### [Исходный текст]
------------------------------------------------------------------------

Этот стабпункт может пропустить через себя в сутки 200 раненых. Но он существует, говорит Токарчук, для тех трех-пяти, которые не смогли бы доехать до Славянска или Краматорска — ближайших городов, где расположены госпитали.

«На этом столе из пяти тысяч умерло человек пять. Это очень мало. Здесь работает такая команда профессионалов, так наработаны процессы, что если человек приехал сюда живым — все будет сделано, чтобы он был жив.

Мы не только можем стабилизировать человека. Если ему нужна будет кровь, а у нас не будет, кто-нибудь из сотрудников ляжет и сдаст свою кровь. Это было неоднократно», — говорит Олег.

Военный, которого парализует тяжелая форма депрессииБогдан Кутепов / hromadske

«Это — психиатрия»

В это время в стабпункт под руки заносят бойца. Кладут на каталку прямо в коридоре. Он широко открытыми, словно стеклянными, глазами смотрит в потолок.

Токарчук приседает возле него. Начинает щупать живот. Видимых ранений или крови нет.

— Скажи мне честно, братик, были тяжелые обстрелы?

— Были, — отвечает чуть слышно.

— Тебя никто не бил — по животу, по груди? Это важно, скажи. Я никому не скажу.

— Не бил.

— Какие у тебя с командиром отношения?

— Нормальные.

Токарчук поднимается и ставит диагноз: «Это психиатрия».

Среди присутствующих врачей невролог, который также подтверждает, что уже раньше видел этого бойца с тяжелой формой депрессии, которая буквально парализует его. Говорит, что прописывали ему сильные антидепрессанты, но, по всей видимости, ситуация снова повторилась.

«Мою фотографию можно сразу к путину!»

------------------------------------------------------------------------

### [Строки данных]

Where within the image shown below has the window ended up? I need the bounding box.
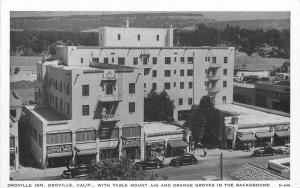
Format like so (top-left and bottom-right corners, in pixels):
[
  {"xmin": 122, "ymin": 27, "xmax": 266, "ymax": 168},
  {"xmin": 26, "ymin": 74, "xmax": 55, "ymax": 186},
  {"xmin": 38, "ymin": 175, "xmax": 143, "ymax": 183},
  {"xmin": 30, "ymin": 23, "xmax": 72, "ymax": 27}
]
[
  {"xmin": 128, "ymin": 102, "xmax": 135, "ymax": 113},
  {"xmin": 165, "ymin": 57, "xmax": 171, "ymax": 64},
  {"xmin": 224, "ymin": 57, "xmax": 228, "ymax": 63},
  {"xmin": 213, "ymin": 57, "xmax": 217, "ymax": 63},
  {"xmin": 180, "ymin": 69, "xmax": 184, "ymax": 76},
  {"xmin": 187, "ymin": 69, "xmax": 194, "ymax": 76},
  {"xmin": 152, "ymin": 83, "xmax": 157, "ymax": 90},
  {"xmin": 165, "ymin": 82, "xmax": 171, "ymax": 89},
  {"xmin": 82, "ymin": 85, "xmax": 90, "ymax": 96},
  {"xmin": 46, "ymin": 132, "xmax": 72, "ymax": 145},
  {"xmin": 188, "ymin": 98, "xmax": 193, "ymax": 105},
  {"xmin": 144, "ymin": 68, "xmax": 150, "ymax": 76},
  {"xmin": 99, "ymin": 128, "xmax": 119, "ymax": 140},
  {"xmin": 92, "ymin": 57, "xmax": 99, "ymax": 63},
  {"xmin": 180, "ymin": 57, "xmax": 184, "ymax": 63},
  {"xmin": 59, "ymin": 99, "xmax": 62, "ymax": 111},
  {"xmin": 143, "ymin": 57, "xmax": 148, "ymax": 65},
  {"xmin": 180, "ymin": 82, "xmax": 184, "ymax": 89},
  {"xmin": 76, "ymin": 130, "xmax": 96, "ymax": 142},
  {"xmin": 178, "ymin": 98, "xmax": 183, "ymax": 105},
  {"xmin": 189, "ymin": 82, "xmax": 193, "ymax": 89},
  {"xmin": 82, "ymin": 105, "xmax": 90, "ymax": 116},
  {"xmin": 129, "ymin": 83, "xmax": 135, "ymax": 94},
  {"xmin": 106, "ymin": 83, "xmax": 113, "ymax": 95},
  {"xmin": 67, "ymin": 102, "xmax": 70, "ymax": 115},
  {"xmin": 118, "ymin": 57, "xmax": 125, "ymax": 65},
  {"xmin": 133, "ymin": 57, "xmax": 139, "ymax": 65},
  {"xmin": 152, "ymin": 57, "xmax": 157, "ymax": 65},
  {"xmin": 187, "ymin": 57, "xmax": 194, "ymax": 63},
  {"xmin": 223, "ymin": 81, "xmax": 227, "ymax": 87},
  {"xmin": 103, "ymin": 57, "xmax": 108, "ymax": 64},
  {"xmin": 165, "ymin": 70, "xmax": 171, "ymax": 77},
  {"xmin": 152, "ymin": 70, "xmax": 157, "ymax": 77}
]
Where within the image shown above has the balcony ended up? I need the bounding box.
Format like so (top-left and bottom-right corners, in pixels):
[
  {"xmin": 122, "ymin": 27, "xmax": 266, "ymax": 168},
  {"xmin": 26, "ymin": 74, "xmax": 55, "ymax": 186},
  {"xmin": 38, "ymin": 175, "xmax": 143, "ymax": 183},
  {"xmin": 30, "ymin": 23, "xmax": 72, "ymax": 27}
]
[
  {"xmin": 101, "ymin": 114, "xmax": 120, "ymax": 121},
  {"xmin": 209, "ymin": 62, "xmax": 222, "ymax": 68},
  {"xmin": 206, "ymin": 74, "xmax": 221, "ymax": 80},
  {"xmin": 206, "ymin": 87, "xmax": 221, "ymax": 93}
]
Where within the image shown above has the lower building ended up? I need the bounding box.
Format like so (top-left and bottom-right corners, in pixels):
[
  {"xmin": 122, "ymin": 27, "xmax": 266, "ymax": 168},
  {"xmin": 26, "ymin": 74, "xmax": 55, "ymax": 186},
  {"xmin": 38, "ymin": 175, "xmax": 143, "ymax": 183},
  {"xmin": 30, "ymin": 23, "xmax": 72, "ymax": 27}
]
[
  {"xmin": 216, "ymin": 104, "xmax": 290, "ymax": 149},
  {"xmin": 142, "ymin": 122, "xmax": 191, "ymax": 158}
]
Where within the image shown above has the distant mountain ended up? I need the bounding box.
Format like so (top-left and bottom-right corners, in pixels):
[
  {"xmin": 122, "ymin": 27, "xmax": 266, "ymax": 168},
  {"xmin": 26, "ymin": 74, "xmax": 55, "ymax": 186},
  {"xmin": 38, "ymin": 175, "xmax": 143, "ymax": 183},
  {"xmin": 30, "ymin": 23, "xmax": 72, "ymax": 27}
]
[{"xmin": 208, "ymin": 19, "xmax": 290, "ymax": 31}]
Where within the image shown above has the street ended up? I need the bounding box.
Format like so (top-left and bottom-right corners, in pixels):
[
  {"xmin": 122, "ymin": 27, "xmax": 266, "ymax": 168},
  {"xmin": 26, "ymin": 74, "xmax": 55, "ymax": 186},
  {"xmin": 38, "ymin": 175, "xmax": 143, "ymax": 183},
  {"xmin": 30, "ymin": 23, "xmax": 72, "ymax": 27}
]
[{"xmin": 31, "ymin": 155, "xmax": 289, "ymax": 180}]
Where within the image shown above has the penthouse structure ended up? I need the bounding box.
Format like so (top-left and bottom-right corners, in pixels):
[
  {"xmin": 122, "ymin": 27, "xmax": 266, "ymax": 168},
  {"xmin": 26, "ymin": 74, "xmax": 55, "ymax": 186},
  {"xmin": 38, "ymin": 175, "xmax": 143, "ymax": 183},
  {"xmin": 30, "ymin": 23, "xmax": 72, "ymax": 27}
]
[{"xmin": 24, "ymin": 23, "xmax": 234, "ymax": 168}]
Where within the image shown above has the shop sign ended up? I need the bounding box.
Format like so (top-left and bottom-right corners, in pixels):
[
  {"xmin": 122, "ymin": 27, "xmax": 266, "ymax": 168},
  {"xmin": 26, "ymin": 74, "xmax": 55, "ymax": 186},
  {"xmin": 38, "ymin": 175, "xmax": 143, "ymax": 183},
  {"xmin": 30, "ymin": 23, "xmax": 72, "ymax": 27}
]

------------------------------------------------------------------------

### [Вопросы]
a) Выпишите из исходного текста отрывок слово в слово, начиная со слов «Военный, которого парализует» и продолжая до слов «смотрит в потолок.» включительно.
b) Определите, согласуется ли с исходным текстом каждое утверждение, и подтвердите ответ «да» или «нет» точной цитатой из него: (i) стабпункт способен принять за сутки 200 раненых; (ii) при осмотре бойца Токарчук обнаружил видимые ранения; (iii) невролог уже видел этого бойца раньше.

### [Ответы по пунктам]
a)
Военный, которого парализует тяжелая форма депрессииБогдан Кутепов / hromadske

«Это — психиатрия»

В это время в стабпункт под руки заносят бойца. Кладут на каталку прямо в коридоре. Он широко открытыми, словно стеклянными, глазами смотрит в потолок.

b)
(i) Да: «Этот стабпункт может пропустить через себя в сутки 200 раненых».
(ii) Нет: «Видимых ранений или крови нет».
(iii) Да: «уже раньше видел этого бойца с тяжелой формой депрессии».